-------- Dados apresentados --------

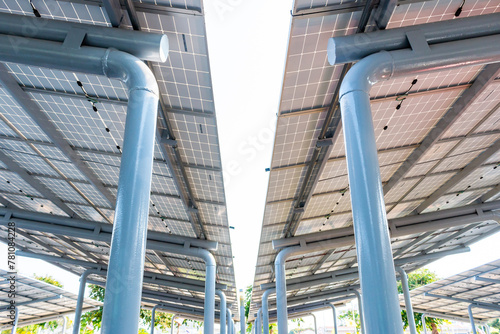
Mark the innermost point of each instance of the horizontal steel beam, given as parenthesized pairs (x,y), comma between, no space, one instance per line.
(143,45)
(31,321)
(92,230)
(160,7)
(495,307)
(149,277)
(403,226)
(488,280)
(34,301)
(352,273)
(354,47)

--------
-------- Dados apresentados --------

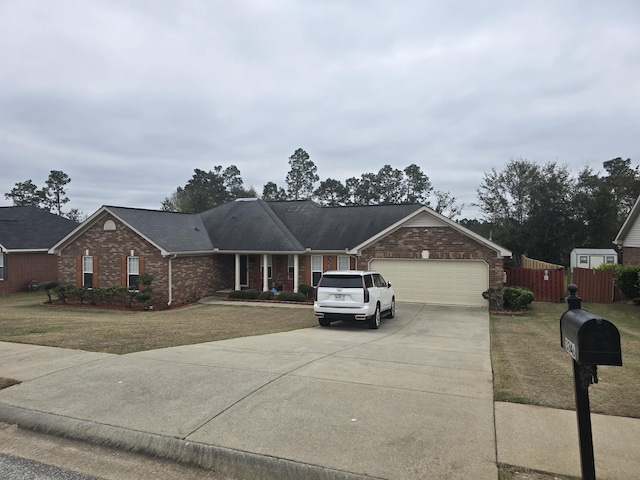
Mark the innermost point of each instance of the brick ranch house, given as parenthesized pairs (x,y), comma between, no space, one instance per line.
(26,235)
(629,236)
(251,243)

--------
-------- Dados apresentados --------

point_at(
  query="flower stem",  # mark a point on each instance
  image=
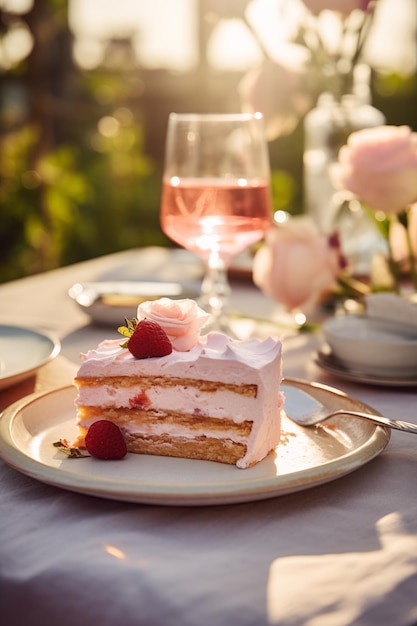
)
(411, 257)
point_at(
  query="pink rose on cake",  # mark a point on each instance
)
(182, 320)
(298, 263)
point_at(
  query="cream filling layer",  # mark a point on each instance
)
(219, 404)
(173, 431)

--------

# Objetivo da tarefa:
Reúna todas as linhas do material em que aparece a palavra "line".

# Resposta à tarefa:
Mark the innermost point of each instance of the horizontal steel beam, given as parenthesized pairs (x,y), comma between, no space, one instance per line.
Mark the innermost point of each instance of the brick ranch house, given as parenthesized pairs (x,y), comma between, no space, one instance per line.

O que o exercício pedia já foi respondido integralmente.